*** Opening of INFORMATION SUPPLIED ***

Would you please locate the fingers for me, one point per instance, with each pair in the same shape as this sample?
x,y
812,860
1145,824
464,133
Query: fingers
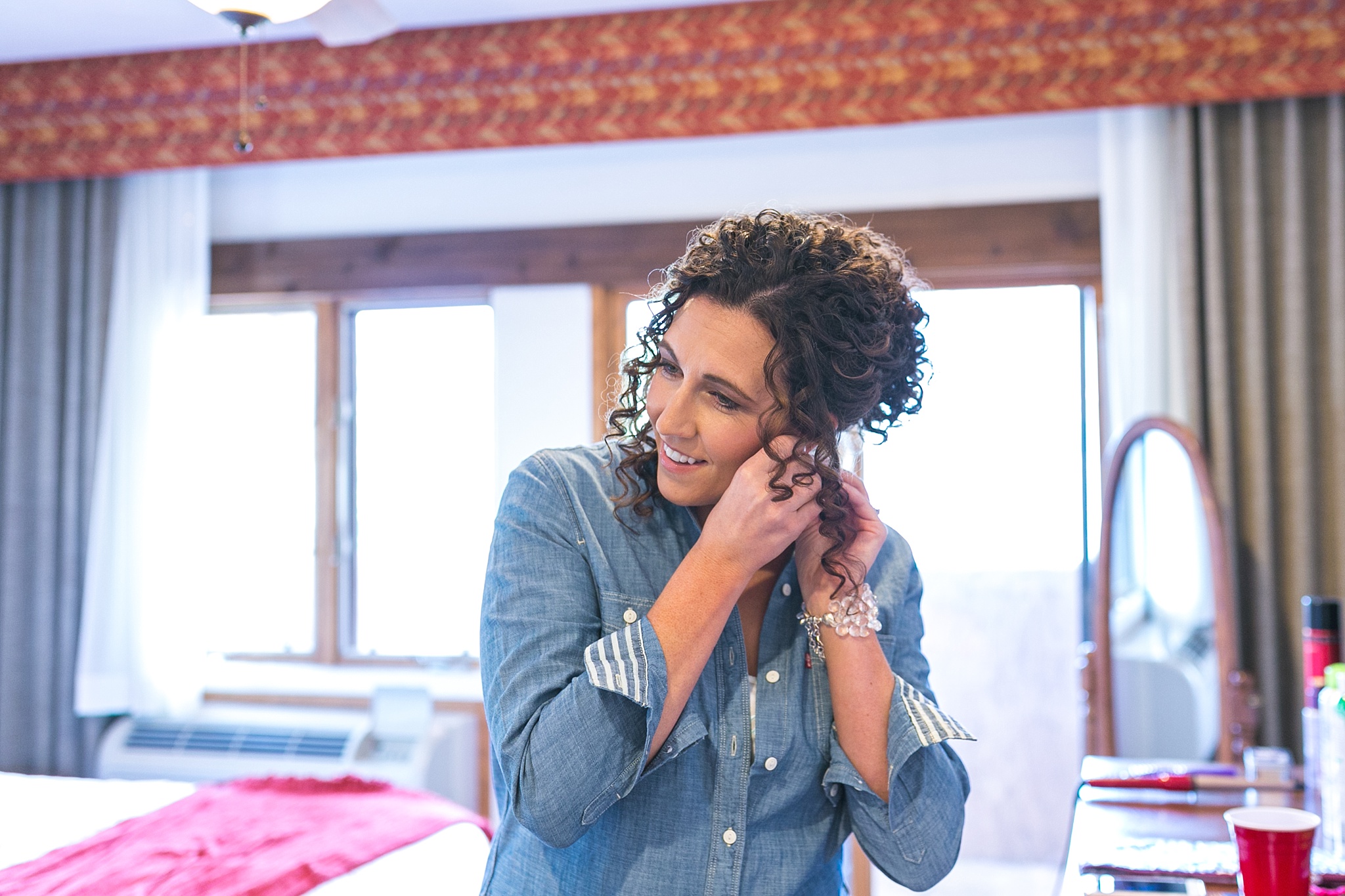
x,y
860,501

*** Close of INFORMATION SUPPLIED ***

◆ PROMPT: Return every entry above word for word, leaving pictures out.

◆ FINISHED EXERCISE:
Would you please locate the fingers for me, one point per instance, with each pair in the same shape as this sample?
x,y
812,860
1145,824
464,133
Query: fingers
x,y
860,501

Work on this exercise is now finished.